_Instruction_
Retype every item below character for character, with no changes.

## start Data for this task

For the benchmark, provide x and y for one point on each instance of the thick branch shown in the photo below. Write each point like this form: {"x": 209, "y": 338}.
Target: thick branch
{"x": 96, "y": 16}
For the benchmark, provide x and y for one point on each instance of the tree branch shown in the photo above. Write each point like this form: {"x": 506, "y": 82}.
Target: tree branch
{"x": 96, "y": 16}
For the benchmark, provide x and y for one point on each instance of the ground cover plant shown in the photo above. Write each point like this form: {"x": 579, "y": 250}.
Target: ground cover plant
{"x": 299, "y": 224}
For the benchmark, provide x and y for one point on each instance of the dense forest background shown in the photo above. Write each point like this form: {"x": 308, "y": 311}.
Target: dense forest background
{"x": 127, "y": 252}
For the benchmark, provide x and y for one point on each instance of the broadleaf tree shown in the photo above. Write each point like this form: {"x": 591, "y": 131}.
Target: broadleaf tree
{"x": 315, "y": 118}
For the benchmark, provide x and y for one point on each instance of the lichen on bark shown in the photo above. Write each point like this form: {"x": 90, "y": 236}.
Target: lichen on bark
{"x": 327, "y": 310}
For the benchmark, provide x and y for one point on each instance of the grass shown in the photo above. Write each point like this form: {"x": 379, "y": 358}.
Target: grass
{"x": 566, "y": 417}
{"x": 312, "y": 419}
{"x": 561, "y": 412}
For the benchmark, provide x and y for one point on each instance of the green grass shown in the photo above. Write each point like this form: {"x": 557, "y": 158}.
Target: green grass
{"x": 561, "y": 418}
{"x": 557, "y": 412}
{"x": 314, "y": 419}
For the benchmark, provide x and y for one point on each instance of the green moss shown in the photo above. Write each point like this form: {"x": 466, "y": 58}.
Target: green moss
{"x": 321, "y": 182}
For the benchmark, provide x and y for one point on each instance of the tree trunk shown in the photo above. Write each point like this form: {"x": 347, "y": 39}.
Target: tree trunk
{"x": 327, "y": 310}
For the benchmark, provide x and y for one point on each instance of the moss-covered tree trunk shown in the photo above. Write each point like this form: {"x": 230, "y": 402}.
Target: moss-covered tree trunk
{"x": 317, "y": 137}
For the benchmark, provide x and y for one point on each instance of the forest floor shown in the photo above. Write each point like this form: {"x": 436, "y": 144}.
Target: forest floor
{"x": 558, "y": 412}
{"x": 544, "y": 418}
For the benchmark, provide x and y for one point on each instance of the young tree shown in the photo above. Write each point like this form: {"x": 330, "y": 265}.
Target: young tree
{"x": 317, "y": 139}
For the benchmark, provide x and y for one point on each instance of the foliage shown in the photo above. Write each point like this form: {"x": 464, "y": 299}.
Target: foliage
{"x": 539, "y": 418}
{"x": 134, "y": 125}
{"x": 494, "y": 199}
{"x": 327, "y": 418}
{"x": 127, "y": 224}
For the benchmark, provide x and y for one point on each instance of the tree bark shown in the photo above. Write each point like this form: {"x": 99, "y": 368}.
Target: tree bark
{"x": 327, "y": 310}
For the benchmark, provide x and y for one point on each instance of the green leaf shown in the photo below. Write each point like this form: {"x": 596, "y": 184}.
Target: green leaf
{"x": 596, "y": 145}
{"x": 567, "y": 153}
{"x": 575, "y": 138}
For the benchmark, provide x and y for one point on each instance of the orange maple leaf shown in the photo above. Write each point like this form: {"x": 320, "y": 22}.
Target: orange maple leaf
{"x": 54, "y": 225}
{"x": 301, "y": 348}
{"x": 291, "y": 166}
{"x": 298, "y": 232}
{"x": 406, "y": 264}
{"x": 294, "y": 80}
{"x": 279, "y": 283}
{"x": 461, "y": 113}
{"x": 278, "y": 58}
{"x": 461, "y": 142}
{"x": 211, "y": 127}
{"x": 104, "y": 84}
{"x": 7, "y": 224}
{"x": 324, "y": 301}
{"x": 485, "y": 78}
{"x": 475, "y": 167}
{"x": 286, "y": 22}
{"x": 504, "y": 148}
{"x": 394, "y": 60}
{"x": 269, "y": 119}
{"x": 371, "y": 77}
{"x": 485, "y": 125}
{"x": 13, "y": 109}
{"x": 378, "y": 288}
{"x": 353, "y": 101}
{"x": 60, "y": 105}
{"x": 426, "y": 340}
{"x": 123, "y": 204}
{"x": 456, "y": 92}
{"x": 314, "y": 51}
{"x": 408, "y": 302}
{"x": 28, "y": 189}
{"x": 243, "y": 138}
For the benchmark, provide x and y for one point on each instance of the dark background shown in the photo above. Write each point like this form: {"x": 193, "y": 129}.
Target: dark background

## end Data for this task

_Exercise solution_
For the benchmark, provide x and y for one point on each instance of the thick branch shown in the photo below. Write each point like this form: {"x": 209, "y": 338}.
Target: thick branch
{"x": 96, "y": 16}
For the benchmark, provide x and y for one point on each instance of the tree branch shown in the photo above. Write each point like this form: {"x": 506, "y": 82}.
Target: tree branch
{"x": 96, "y": 16}
For the benchmark, provide x and y for one point on each instance of the ground cover plant shown in the photo above. Write each point like this form: {"x": 579, "y": 250}.
Target: ground cover plant
{"x": 299, "y": 224}
For the benchmark, provide x and y for one point on each instance of the dense forest background shown in the photo above. Write each point like this form: {"x": 308, "y": 311}.
Target: dense forest background
{"x": 127, "y": 252}
For the benchmark, provide x and y for one point on each instance of the broadleaf tree shown in the photo above. Write each point like this form: {"x": 591, "y": 131}.
Target: broadleaf tree
{"x": 315, "y": 118}
For the benchmark, provide x and y for one point on each instance of the lichen on bark shown in the photo above. Write each point like this form: {"x": 90, "y": 236}.
Target: lichen on bark
{"x": 327, "y": 310}
For the benchmark, provide x and y for one point on each instance of the grass shown in the photo above. Write each point like this form: {"x": 379, "y": 358}.
Target: grass
{"x": 566, "y": 417}
{"x": 312, "y": 419}
{"x": 561, "y": 412}
For the benchmark, provide x and y for one point on each instance of the green grass shown in the photo above. Write each point like this form: {"x": 557, "y": 158}.
Target: green grass
{"x": 561, "y": 418}
{"x": 557, "y": 412}
{"x": 314, "y": 419}
For the benchmark, provide x and y for one point on each instance of the green moss shown in the photo above. Write each point like this form: {"x": 466, "y": 58}.
Target: green moss
{"x": 321, "y": 182}
For the benchmark, provide x and y for one point on each instance of the tree trunk shown in the photo above. Write each point like this form: {"x": 347, "y": 39}.
Target: tree trunk
{"x": 327, "y": 310}
For the benchmark, provide x and y for one point on each instance of the moss-covered tree trunk shown in the photo above. Write each point like this form: {"x": 230, "y": 402}.
Target: moss-covered tree trunk
{"x": 317, "y": 137}
For the benchmark, provide x and y for one point on each instance of the forest floor shown in the photo above. Write each point like this form: {"x": 436, "y": 144}.
Target: forest floor
{"x": 558, "y": 412}
{"x": 544, "y": 418}
For the benchmark, provide x and y for one point on each instance of the young tree shown in the photo above. Write each point like this form: {"x": 330, "y": 265}.
Target: young tree
{"x": 317, "y": 139}
For the benchmark, provide x and y for one point on each instance of the foliage shown in the photo above. Write each point like this form: {"x": 464, "y": 299}.
Target: foliage
{"x": 539, "y": 418}
{"x": 134, "y": 125}
{"x": 494, "y": 199}
{"x": 327, "y": 418}
{"x": 127, "y": 224}
For the benchmark, provide x and y for one point on each instance of the tree bark shown in the photo above. Write each point like this form: {"x": 99, "y": 368}.
Target: tree bark
{"x": 327, "y": 310}
For the benchmark, provide x and y for one point on each instance of the green leaf shown in the photo below. Write each point like this form: {"x": 596, "y": 184}.
Target: green leaf
{"x": 596, "y": 145}
{"x": 567, "y": 153}
{"x": 575, "y": 138}
For the benchmark, provide x and y for one point on each instance of the orange maple leaf shown in the photo above. Write each point like this form: {"x": 320, "y": 22}.
Target: orange maple leaf
{"x": 54, "y": 225}
{"x": 301, "y": 348}
{"x": 291, "y": 166}
{"x": 298, "y": 232}
{"x": 406, "y": 264}
{"x": 294, "y": 80}
{"x": 279, "y": 283}
{"x": 461, "y": 113}
{"x": 278, "y": 58}
{"x": 461, "y": 142}
{"x": 211, "y": 127}
{"x": 104, "y": 84}
{"x": 7, "y": 224}
{"x": 324, "y": 301}
{"x": 485, "y": 78}
{"x": 475, "y": 167}
{"x": 286, "y": 22}
{"x": 504, "y": 148}
{"x": 394, "y": 60}
{"x": 269, "y": 119}
{"x": 371, "y": 77}
{"x": 485, "y": 125}
{"x": 13, "y": 109}
{"x": 378, "y": 288}
{"x": 353, "y": 101}
{"x": 60, "y": 105}
{"x": 426, "y": 340}
{"x": 123, "y": 204}
{"x": 456, "y": 92}
{"x": 314, "y": 51}
{"x": 408, "y": 302}
{"x": 28, "y": 189}
{"x": 243, "y": 138}
For the benchmark, provide x and y for one point on each instance of the dark background shown in the photo above. Write each point like this form: {"x": 193, "y": 129}.
Target: dark background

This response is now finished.